** What you have to do **
Find every line in the data that contains the word "distant". Return each of those lines.

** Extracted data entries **

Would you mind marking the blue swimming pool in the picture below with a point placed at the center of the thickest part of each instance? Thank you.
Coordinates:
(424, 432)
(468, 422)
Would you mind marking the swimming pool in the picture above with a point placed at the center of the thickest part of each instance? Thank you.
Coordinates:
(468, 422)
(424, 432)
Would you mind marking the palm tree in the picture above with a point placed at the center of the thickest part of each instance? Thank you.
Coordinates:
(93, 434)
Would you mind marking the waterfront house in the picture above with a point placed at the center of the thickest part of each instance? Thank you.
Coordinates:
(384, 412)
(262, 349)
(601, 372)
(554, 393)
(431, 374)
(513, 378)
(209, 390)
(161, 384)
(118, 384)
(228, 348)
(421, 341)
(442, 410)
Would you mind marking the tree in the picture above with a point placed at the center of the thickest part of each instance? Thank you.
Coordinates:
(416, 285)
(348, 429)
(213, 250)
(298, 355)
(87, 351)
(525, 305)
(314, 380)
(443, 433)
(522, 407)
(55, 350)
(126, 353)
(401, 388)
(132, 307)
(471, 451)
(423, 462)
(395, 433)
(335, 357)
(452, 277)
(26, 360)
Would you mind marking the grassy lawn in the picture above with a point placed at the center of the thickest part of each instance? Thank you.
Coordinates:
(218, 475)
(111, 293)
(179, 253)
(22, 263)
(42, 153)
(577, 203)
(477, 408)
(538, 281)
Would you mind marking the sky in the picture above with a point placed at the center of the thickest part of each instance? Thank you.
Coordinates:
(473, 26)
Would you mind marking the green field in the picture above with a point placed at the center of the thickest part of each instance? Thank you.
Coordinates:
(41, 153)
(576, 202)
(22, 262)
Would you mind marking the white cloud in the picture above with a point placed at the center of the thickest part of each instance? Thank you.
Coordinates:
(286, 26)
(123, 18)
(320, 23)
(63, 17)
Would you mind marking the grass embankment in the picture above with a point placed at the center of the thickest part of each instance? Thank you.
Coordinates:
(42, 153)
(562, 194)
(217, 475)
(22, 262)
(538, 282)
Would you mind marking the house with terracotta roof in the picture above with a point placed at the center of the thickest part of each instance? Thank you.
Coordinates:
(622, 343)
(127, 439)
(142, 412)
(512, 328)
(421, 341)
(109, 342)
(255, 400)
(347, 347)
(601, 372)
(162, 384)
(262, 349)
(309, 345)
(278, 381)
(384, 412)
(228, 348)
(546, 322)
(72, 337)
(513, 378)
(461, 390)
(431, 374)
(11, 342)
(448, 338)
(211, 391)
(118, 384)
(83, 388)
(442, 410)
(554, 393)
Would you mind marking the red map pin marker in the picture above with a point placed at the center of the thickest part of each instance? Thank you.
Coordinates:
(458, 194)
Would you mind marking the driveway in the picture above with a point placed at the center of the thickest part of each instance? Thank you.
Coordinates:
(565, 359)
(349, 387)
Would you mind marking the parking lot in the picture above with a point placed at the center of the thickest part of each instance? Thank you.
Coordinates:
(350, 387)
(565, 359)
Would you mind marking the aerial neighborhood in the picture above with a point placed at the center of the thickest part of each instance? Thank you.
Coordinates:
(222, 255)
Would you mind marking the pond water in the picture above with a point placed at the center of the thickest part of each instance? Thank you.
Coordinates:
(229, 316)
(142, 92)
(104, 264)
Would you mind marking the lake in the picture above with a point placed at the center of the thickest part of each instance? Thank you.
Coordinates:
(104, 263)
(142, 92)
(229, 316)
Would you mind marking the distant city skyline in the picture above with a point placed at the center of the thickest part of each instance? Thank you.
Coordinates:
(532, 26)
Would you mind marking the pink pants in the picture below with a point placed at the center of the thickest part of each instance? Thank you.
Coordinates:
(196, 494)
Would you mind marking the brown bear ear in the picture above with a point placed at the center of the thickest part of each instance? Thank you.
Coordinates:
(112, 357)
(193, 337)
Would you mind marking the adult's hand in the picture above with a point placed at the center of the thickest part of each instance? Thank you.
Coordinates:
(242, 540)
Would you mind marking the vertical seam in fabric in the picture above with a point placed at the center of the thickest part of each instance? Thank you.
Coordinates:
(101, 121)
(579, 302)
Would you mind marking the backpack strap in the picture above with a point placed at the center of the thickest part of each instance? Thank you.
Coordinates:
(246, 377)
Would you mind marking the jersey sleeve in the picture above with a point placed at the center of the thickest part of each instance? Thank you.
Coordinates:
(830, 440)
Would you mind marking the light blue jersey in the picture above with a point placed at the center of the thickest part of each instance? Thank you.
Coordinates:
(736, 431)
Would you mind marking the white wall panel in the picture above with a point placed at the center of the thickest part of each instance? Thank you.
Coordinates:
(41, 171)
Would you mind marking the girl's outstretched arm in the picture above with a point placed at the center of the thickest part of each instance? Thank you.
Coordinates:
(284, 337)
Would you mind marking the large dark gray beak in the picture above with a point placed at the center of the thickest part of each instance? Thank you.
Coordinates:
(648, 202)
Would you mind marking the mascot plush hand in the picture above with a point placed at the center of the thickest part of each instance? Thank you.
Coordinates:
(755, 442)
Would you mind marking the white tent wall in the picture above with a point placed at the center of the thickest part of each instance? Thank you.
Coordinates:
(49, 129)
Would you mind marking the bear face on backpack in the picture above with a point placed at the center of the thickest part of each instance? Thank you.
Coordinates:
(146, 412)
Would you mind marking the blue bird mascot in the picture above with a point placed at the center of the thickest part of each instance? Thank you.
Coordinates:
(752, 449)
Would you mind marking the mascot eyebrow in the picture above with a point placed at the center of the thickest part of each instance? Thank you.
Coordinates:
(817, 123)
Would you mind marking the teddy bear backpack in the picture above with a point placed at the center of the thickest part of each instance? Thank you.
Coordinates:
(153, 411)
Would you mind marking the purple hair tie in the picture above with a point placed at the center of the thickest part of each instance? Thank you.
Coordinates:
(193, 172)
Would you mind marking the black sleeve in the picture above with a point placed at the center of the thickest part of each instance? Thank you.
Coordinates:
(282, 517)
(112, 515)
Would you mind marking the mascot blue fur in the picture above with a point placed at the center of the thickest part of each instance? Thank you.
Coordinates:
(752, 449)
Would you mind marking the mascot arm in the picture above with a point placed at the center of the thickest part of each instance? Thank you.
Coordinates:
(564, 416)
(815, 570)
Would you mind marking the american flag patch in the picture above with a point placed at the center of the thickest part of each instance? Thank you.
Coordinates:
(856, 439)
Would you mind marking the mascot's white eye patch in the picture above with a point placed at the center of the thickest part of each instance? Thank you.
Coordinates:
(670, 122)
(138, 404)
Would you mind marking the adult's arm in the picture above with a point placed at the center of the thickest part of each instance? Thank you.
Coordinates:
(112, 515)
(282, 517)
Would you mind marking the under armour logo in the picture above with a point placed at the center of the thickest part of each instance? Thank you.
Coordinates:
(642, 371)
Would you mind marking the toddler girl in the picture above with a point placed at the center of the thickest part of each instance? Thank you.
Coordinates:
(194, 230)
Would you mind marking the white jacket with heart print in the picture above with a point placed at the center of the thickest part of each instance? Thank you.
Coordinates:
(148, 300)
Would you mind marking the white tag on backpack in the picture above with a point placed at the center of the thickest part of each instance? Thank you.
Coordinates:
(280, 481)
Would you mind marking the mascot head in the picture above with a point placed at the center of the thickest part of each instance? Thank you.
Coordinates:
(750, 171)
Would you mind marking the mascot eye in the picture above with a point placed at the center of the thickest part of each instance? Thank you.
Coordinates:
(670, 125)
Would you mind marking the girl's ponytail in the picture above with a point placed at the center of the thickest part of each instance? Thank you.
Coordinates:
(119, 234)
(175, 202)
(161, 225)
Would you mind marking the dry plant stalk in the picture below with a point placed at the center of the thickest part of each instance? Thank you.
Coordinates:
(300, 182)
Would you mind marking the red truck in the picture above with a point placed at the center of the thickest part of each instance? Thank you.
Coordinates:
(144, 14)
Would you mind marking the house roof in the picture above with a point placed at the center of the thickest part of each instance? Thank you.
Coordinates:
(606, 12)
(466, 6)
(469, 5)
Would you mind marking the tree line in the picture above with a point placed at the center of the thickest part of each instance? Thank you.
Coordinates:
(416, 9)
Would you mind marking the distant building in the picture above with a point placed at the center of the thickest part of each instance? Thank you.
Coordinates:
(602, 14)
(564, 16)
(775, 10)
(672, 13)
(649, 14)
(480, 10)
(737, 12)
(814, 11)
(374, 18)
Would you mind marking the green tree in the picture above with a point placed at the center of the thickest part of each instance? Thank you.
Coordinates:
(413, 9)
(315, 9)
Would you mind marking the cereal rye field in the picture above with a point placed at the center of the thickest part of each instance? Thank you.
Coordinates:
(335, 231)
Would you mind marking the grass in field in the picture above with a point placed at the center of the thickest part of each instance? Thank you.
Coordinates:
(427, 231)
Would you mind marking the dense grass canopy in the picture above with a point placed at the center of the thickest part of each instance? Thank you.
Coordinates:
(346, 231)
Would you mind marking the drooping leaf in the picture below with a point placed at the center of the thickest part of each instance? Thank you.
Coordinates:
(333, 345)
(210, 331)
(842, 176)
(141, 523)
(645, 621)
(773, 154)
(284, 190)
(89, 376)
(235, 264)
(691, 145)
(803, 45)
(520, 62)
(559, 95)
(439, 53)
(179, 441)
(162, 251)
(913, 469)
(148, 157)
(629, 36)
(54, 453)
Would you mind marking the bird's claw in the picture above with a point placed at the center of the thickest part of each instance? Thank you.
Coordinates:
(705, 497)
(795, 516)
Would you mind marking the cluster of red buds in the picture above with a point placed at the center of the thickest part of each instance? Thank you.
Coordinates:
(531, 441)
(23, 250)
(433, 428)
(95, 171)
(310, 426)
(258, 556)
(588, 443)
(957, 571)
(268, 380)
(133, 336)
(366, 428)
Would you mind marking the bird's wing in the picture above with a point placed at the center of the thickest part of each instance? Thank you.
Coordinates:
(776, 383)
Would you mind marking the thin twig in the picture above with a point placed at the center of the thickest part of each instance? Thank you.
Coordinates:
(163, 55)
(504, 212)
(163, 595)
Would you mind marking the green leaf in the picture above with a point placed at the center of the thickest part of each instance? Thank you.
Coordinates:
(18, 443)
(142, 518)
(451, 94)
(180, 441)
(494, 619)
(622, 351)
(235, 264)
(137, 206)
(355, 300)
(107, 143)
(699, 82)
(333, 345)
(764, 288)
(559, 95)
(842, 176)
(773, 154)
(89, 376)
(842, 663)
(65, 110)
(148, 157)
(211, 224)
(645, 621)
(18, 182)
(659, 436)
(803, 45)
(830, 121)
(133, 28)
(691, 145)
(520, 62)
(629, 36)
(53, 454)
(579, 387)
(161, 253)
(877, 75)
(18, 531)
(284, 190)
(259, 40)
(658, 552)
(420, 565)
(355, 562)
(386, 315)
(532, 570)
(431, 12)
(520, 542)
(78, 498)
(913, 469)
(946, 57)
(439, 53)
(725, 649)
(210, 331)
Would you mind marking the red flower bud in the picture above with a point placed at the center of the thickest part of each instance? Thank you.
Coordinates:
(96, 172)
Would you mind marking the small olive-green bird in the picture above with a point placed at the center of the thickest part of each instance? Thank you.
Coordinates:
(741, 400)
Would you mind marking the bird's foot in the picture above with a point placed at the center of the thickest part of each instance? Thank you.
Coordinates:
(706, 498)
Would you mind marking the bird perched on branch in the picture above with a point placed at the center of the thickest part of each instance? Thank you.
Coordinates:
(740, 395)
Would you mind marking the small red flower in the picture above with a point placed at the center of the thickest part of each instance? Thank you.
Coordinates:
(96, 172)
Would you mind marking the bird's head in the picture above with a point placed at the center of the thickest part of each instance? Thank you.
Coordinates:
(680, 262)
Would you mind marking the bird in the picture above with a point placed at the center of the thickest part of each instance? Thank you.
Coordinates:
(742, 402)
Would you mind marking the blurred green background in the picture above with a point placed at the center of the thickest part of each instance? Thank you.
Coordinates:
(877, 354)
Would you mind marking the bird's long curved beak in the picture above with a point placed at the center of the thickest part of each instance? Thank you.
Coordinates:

** Reply to the exercise **
Would you mind marking the distant city skyline in the picture above with a point placed at the center of the thickest part of each instance? Thank you.
Would you mind marking the distant building in the picture above with a point placed at the center of the thickest part of each instance? Thank you.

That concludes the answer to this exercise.